### Task requirements
Starting at the line that holds "point: bicycle front", copy every line exactly through the end of the data, and no others.

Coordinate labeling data
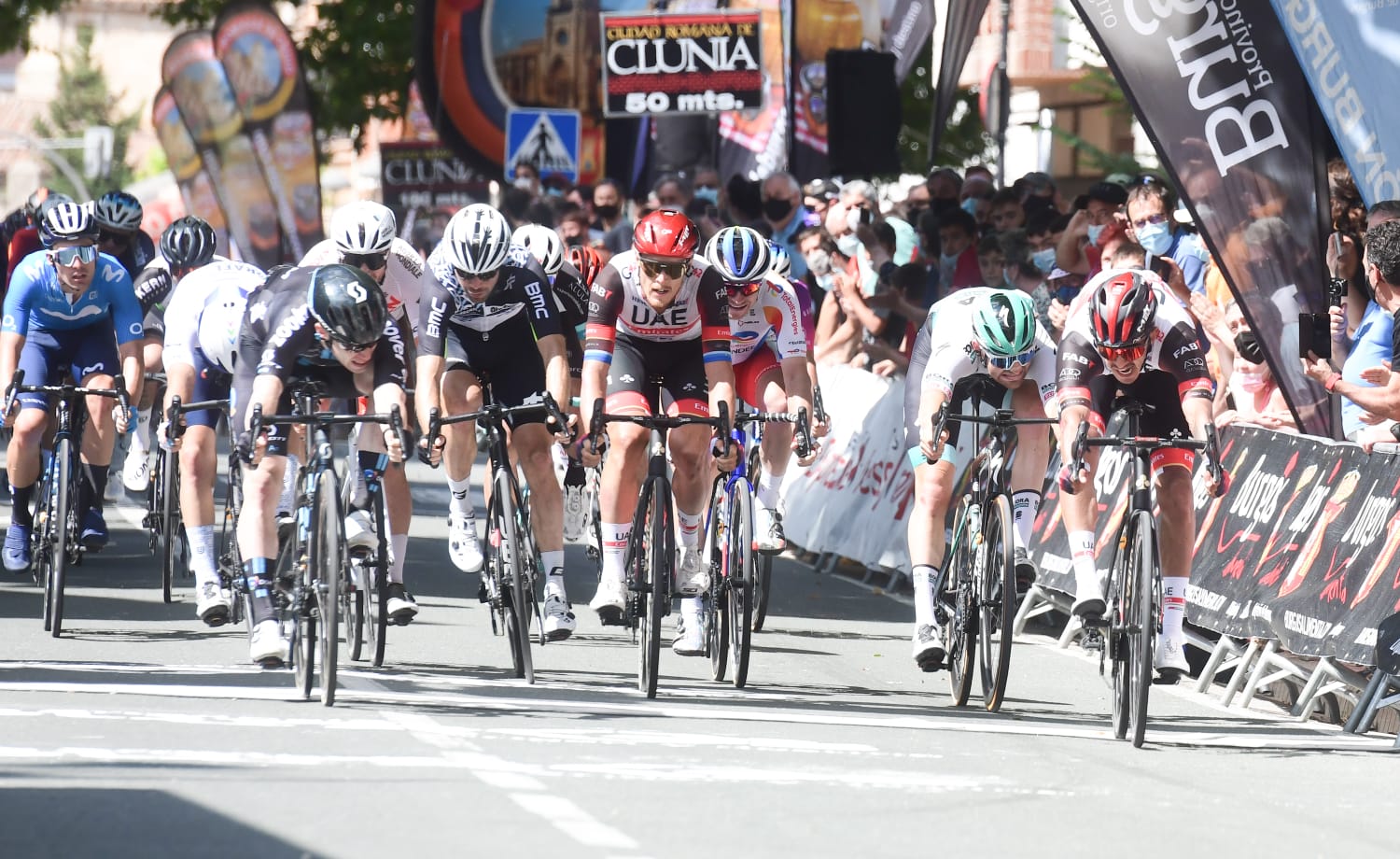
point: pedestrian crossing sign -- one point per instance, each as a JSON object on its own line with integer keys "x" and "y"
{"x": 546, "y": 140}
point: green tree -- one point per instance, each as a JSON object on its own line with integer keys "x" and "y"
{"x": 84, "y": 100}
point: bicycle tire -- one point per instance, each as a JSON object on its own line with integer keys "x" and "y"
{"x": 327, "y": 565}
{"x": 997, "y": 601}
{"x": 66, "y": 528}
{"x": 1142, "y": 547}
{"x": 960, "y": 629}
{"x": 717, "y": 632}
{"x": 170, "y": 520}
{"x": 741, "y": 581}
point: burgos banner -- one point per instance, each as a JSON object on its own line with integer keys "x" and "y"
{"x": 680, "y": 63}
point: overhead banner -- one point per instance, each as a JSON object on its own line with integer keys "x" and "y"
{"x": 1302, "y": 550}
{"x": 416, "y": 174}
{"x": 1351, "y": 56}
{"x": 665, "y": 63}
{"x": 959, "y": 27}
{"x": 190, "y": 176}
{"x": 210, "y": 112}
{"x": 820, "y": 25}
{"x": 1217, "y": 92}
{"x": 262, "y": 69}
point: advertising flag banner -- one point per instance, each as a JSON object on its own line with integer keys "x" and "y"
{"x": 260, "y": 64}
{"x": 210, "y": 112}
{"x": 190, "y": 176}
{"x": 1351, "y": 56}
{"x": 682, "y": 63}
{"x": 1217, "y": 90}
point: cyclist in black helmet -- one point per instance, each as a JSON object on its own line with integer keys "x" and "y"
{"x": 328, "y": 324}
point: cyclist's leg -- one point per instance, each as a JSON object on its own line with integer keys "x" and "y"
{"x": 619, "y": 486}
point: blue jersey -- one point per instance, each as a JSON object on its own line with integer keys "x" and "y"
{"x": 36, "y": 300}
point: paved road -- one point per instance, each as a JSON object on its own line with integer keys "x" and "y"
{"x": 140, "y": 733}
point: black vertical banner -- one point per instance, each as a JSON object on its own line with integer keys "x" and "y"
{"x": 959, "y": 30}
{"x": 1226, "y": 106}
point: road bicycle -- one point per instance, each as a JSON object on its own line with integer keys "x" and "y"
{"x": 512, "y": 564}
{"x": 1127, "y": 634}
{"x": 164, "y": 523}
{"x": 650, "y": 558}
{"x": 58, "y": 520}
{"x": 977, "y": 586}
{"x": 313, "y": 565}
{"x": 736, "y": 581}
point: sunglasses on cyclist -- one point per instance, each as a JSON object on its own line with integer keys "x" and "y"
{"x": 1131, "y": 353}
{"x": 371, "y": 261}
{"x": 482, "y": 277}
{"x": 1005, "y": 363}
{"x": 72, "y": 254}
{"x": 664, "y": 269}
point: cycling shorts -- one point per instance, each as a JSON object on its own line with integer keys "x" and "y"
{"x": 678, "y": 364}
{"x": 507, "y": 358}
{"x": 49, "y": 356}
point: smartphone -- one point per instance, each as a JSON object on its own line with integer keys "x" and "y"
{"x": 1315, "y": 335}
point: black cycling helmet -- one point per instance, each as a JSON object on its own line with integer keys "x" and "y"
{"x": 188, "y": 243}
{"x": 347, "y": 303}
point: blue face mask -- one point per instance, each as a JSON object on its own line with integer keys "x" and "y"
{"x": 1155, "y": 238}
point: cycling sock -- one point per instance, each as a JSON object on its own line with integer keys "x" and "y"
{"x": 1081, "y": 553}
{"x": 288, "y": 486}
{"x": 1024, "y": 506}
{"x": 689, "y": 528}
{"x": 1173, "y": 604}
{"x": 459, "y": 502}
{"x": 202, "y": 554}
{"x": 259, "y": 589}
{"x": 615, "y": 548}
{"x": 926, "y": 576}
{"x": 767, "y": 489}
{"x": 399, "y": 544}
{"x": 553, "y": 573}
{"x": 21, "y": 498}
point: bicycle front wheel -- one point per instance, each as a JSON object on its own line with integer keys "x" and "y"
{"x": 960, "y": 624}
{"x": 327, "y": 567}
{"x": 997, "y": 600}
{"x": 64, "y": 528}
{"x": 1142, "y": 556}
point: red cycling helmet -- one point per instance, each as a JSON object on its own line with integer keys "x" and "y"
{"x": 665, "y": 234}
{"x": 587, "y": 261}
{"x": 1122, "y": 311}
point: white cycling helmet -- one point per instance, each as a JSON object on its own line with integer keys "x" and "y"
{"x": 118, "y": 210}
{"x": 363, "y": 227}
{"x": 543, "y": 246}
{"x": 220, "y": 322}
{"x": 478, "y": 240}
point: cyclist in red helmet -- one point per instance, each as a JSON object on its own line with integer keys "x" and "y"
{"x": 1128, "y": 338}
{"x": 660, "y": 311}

### Result for this task
point: bicycle front wheel -- one point per instance, each as a JSON object on its own line with integer keys "x" and "y"
{"x": 960, "y": 624}
{"x": 327, "y": 567}
{"x": 997, "y": 600}
{"x": 64, "y": 528}
{"x": 1142, "y": 556}
point: red cycling helmet -- one point per instance, each as a JSON object on its own line with integer keys "x" and "y"
{"x": 665, "y": 234}
{"x": 587, "y": 261}
{"x": 1122, "y": 311}
point: white cycling helmet -- one point per instance, each as a JSON object on its own line with integer keys "x" and "y"
{"x": 118, "y": 210}
{"x": 363, "y": 227}
{"x": 543, "y": 246}
{"x": 220, "y": 322}
{"x": 478, "y": 240}
point: cyclist in red helmet -- one point per instance, each as a JSON object on its own line with integer keys "x" and "y"
{"x": 1128, "y": 338}
{"x": 660, "y": 311}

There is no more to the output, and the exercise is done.